WHAT IS REQUIRED: Your task is to find every line of the listing that includes "ground" and copy it.

GIVEN RECORDS:
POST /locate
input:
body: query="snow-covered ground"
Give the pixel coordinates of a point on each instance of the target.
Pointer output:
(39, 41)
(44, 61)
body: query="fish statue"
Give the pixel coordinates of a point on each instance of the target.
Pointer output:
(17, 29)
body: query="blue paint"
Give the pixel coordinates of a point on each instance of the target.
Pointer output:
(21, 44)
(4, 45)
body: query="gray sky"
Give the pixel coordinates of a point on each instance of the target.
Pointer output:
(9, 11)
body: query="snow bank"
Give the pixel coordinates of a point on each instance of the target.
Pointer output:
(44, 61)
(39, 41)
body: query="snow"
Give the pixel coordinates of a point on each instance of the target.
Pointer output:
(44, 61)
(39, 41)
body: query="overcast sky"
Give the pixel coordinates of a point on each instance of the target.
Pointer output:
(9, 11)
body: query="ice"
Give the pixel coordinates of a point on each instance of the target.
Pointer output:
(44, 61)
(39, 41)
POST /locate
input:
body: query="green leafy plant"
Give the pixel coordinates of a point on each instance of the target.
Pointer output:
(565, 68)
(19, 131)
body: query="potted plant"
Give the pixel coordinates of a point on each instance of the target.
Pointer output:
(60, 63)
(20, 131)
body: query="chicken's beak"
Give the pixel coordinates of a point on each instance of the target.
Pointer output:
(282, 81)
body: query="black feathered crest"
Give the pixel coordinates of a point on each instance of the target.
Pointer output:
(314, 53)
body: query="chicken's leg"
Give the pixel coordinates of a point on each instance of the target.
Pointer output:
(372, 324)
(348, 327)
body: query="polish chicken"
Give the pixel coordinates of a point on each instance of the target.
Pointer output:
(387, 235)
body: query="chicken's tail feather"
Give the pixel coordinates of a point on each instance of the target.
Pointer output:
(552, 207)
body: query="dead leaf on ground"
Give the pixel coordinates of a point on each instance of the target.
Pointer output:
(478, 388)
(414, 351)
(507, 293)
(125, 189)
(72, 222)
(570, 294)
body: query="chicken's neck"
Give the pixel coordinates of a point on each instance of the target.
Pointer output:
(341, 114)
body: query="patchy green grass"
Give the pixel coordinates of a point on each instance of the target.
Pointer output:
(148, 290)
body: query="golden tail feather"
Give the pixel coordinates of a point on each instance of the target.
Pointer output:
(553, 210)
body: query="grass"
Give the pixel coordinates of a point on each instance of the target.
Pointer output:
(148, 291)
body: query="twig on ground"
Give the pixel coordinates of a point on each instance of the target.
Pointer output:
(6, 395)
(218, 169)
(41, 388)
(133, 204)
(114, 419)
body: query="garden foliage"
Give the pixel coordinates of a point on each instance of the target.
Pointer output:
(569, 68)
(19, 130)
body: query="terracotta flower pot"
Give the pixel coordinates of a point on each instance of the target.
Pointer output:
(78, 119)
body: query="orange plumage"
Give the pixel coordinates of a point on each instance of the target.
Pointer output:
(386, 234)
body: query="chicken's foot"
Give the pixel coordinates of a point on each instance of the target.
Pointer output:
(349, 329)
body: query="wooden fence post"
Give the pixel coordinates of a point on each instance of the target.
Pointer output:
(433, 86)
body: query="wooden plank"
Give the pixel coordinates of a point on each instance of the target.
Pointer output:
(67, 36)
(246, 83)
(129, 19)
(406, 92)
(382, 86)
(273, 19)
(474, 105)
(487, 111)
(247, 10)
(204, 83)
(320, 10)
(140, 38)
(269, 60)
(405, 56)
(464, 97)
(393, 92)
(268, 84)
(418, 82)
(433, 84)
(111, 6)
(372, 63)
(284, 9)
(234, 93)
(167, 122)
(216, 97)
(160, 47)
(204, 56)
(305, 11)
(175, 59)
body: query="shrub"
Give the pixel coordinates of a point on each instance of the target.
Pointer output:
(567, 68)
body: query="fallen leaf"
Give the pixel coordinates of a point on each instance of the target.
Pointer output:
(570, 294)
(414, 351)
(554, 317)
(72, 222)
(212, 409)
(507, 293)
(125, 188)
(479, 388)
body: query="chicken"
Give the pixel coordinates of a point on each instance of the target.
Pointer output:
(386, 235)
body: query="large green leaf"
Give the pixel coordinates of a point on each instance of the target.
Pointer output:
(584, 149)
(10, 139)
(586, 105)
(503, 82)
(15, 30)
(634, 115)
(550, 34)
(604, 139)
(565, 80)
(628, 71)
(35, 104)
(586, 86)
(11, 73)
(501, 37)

ANSWER TO THIS PROBLEM:
body: query="snow-covered ground"
body: query="dead leaf on ground"
body: query="twig on ground"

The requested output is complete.